● **DATA EXTRACT**:
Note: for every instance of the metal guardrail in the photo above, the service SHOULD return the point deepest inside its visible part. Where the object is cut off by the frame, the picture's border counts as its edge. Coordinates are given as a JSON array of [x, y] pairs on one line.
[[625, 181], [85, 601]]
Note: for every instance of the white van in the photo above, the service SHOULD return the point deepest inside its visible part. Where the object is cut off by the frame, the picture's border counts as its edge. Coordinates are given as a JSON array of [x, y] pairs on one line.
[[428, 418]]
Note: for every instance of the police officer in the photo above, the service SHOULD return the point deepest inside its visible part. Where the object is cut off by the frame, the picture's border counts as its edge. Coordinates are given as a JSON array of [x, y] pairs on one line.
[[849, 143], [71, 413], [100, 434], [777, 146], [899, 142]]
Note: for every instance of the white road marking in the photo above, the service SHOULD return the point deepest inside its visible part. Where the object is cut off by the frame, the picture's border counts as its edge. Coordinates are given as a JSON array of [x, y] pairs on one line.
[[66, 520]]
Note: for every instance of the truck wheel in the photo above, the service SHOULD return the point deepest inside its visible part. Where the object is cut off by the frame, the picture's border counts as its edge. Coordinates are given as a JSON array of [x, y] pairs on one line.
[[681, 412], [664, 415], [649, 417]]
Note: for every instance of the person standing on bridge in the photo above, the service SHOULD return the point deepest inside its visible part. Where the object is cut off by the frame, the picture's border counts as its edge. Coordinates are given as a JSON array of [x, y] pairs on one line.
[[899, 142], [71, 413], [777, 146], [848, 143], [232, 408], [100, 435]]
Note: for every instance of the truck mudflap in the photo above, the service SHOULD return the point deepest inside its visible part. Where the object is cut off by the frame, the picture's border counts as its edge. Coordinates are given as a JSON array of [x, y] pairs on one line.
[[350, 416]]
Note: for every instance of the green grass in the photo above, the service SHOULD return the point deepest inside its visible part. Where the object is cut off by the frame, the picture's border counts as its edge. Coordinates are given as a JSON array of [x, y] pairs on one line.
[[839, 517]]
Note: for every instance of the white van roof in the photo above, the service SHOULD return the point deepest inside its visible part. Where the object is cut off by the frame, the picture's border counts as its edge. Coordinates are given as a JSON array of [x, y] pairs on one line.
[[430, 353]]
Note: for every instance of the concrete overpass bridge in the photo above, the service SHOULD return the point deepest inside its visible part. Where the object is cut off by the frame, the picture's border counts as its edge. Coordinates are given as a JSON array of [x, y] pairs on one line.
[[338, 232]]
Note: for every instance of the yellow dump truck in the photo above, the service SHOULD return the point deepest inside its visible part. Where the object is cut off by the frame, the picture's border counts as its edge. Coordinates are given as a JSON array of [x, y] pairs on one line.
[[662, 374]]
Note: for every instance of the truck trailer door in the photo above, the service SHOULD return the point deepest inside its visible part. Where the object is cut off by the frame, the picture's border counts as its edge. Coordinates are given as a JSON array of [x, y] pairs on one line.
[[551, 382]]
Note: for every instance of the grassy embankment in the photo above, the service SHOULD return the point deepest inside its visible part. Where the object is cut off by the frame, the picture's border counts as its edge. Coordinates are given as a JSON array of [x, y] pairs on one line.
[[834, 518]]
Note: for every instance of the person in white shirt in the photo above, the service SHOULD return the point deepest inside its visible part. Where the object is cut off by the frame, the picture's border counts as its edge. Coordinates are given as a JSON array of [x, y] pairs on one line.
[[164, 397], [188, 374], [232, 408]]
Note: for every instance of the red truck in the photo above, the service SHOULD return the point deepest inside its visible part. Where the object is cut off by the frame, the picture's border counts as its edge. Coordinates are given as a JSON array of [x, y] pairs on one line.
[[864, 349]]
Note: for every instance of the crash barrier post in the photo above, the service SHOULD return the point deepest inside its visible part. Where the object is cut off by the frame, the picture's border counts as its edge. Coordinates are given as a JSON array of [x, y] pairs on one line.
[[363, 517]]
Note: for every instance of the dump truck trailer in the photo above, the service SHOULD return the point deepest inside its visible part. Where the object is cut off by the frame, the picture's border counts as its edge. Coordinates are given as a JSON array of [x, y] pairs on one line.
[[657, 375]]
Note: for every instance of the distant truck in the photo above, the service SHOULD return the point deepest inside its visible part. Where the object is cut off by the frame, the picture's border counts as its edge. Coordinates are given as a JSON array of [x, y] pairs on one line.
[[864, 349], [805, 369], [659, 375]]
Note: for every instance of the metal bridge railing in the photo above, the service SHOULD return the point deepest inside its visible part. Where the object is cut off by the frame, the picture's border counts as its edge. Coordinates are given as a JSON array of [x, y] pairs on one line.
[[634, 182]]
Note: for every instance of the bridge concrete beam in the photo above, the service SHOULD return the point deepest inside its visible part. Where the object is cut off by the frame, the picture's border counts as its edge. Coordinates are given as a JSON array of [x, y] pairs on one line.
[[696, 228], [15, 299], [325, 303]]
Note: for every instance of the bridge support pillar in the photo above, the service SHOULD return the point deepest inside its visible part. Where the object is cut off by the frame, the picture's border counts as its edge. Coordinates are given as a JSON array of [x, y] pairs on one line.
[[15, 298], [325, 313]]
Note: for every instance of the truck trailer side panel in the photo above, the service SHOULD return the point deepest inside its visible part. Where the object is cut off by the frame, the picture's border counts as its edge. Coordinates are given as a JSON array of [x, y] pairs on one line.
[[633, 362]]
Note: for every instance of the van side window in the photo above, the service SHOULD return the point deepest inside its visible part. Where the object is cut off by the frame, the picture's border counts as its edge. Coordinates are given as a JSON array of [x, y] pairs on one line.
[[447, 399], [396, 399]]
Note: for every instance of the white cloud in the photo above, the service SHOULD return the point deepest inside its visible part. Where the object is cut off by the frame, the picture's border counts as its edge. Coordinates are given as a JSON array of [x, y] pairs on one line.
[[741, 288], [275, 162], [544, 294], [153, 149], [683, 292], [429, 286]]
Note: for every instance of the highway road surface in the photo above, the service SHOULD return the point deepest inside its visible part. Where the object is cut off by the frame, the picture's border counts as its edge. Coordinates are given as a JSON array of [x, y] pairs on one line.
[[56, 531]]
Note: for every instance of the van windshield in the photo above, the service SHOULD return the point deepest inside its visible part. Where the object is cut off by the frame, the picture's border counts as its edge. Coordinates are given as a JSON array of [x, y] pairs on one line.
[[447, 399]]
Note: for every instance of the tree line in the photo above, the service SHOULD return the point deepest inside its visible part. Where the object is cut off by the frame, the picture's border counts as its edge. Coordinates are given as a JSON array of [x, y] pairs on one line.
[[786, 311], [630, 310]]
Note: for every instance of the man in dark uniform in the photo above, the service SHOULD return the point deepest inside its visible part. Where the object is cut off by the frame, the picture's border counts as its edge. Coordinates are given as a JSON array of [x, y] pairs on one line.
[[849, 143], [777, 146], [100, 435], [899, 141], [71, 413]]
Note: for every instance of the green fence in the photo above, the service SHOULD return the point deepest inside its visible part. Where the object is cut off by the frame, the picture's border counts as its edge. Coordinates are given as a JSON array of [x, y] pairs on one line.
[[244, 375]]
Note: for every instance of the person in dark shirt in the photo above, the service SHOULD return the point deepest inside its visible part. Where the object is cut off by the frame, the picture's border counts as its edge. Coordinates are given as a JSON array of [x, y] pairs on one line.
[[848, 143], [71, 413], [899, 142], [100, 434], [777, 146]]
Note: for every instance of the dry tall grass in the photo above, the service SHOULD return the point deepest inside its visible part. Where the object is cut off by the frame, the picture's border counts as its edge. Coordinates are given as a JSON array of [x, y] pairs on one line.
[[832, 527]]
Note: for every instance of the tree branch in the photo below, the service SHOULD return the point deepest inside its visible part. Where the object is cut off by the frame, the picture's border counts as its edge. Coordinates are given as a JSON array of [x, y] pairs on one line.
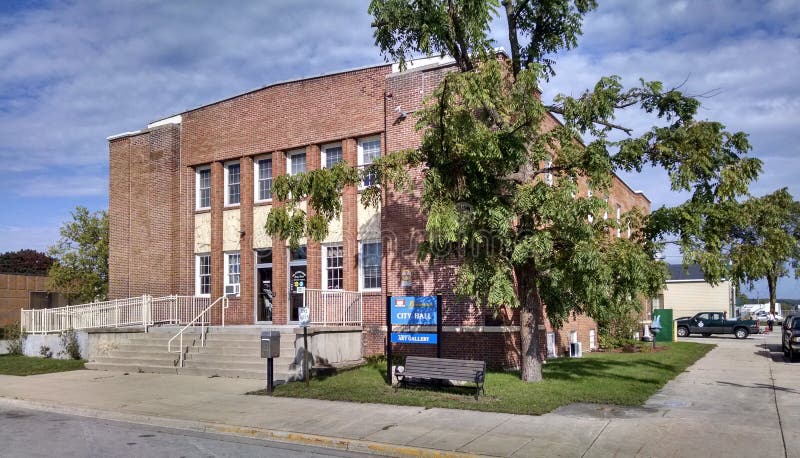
[[611, 125]]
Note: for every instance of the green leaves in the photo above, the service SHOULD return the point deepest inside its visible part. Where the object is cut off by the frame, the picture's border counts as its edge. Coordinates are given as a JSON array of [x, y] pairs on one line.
[[81, 266]]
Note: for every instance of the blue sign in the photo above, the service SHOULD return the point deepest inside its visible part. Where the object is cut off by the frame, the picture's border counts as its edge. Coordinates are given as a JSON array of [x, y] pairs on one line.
[[409, 337], [414, 310]]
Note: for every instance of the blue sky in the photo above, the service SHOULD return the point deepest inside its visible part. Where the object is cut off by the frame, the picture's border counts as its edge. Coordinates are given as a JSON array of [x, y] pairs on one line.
[[76, 72]]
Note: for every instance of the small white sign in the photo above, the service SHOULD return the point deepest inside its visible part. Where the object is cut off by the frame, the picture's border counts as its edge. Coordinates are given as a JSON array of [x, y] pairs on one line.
[[305, 316]]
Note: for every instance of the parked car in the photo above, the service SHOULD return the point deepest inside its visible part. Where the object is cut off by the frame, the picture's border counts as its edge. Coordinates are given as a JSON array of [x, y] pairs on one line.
[[790, 342], [762, 316], [707, 323]]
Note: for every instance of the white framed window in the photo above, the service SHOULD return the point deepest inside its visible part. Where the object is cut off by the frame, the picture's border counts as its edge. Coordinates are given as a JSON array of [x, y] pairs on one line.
[[232, 273], [370, 265], [331, 155], [551, 345], [233, 183], [203, 187], [369, 149], [296, 162], [202, 269], [333, 266], [263, 174]]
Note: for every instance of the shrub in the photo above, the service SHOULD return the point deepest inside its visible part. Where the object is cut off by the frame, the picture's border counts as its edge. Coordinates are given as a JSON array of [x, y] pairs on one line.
[[16, 339], [44, 350], [69, 340], [618, 332]]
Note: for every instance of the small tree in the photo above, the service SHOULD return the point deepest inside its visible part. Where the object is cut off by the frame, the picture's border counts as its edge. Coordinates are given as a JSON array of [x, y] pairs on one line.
[[25, 262], [765, 241], [81, 267]]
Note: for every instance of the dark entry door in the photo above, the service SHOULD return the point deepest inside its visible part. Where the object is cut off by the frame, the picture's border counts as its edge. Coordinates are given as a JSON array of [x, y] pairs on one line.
[[265, 294], [297, 285]]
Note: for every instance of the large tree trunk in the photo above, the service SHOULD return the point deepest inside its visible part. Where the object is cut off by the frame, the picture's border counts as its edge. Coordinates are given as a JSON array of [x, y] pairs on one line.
[[772, 284], [530, 318]]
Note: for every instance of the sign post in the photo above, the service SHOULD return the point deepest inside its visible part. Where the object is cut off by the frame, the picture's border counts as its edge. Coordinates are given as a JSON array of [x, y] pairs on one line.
[[305, 320], [412, 311]]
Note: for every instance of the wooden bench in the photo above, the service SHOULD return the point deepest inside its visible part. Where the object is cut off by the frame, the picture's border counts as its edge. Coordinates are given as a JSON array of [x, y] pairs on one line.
[[462, 370]]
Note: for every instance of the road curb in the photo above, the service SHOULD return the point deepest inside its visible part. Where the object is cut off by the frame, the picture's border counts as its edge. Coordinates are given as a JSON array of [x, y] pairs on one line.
[[315, 440]]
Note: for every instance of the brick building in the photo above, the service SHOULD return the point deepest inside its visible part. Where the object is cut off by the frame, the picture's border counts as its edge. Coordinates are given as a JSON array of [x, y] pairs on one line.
[[190, 194]]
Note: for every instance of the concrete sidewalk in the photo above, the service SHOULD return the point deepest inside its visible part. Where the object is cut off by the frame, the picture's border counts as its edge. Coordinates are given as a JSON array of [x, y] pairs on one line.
[[741, 399]]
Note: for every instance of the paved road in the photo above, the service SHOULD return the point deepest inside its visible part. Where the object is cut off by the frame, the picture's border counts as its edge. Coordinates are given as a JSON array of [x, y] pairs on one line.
[[34, 433], [742, 399]]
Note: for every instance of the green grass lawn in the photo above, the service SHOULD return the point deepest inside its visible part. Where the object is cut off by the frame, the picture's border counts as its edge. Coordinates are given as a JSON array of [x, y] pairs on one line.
[[25, 365], [612, 378]]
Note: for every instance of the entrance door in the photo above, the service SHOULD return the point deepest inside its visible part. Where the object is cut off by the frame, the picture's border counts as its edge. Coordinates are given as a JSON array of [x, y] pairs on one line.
[[297, 285], [265, 294]]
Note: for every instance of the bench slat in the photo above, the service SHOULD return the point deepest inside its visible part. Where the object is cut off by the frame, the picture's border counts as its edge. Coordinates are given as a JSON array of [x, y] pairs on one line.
[[444, 368]]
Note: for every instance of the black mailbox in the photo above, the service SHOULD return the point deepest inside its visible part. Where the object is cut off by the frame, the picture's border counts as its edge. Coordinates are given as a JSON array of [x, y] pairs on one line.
[[270, 344]]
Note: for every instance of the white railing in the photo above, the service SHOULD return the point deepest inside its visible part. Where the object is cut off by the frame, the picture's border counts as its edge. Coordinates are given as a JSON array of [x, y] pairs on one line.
[[134, 311], [203, 319], [334, 308]]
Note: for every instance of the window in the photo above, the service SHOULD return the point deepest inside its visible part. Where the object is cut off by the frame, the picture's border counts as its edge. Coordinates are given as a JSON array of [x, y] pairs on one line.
[[232, 270], [331, 155], [203, 188], [203, 269], [264, 256], [369, 149], [299, 254], [370, 265], [296, 163], [551, 345], [232, 184], [334, 267], [264, 176]]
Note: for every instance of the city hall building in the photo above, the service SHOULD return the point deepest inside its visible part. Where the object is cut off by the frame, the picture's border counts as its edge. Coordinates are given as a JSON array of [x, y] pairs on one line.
[[190, 195]]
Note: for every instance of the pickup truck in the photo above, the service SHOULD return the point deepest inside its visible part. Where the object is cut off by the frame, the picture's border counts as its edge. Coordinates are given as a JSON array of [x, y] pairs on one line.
[[707, 323]]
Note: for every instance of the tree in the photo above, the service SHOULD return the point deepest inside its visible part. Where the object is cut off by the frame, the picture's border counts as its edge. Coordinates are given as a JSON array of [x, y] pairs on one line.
[[501, 191], [81, 266], [766, 240], [25, 262]]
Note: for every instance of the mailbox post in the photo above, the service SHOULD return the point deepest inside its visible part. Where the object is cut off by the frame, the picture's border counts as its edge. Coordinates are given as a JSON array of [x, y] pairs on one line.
[[270, 348], [655, 328]]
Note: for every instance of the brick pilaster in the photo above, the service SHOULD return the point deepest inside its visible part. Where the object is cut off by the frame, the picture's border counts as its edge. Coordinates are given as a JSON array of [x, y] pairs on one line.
[[350, 220], [246, 242], [280, 267], [217, 202], [313, 162]]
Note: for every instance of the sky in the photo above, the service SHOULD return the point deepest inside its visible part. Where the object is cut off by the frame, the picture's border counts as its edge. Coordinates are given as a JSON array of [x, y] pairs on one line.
[[75, 72]]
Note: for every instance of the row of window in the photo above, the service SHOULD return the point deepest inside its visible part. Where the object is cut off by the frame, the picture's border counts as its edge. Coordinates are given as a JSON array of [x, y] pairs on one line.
[[369, 149], [332, 272]]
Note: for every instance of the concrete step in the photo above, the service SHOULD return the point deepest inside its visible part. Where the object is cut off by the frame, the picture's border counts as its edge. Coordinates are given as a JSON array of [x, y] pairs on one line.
[[238, 373], [143, 361], [132, 368], [282, 361]]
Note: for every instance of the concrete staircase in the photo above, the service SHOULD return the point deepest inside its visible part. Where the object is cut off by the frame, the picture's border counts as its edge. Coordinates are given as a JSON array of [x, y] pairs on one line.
[[229, 352]]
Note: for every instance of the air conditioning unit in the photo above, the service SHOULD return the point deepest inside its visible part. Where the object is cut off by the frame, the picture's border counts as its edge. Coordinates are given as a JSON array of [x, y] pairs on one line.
[[575, 350], [231, 290]]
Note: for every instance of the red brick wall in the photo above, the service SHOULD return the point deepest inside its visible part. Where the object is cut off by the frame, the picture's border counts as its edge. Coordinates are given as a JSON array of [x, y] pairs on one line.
[[286, 116], [145, 227]]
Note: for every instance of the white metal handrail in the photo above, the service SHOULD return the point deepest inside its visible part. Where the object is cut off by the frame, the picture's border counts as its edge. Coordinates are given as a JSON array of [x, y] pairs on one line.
[[334, 307], [133, 311], [224, 304]]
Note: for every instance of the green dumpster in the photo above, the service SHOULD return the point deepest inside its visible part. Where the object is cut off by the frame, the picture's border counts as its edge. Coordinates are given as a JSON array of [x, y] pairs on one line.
[[667, 325]]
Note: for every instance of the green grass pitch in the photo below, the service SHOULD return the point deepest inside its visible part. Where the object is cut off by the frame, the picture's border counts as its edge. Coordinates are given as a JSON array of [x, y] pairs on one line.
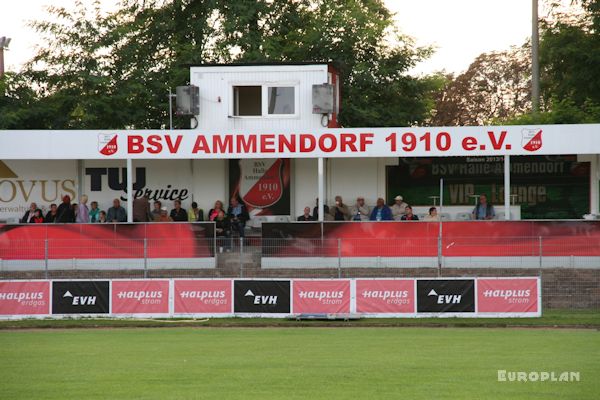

● **TASK GOAL**: Print exactly, and only, the lines from the line containing "Note: for every instance of the white metal" to the last line of the material above, with every picture left out.

● **ANSWER SECTION**:
Note: for every instance of the white metal handrail in the photo above, the service SHOULD return the point deepest inside its visible part. Where the object is cut off by the frame, the picture's border counts as its edge. Coordinates are given as a JSON array of [x, y] pairs on one line.
[[334, 307], [133, 311], [224, 304]]
Note: for every instance of the green dumpster in the photo above, the service SHOULD return the point deepest inside its visible part. Where the object is cut off by the frame, the picture's border counts as its edge. Coordinates are given as a JSON array of [x, y] pairs on one line.
[[667, 325]]
Note: for every instance of the green grass pitch in the photo below, the service SHOULD return the point deepest inside its visible part. Where the object is cut off by the frame, the picture's border counts as its edge. Coordinates are given as a JSON array of [x, y] pairs on one line.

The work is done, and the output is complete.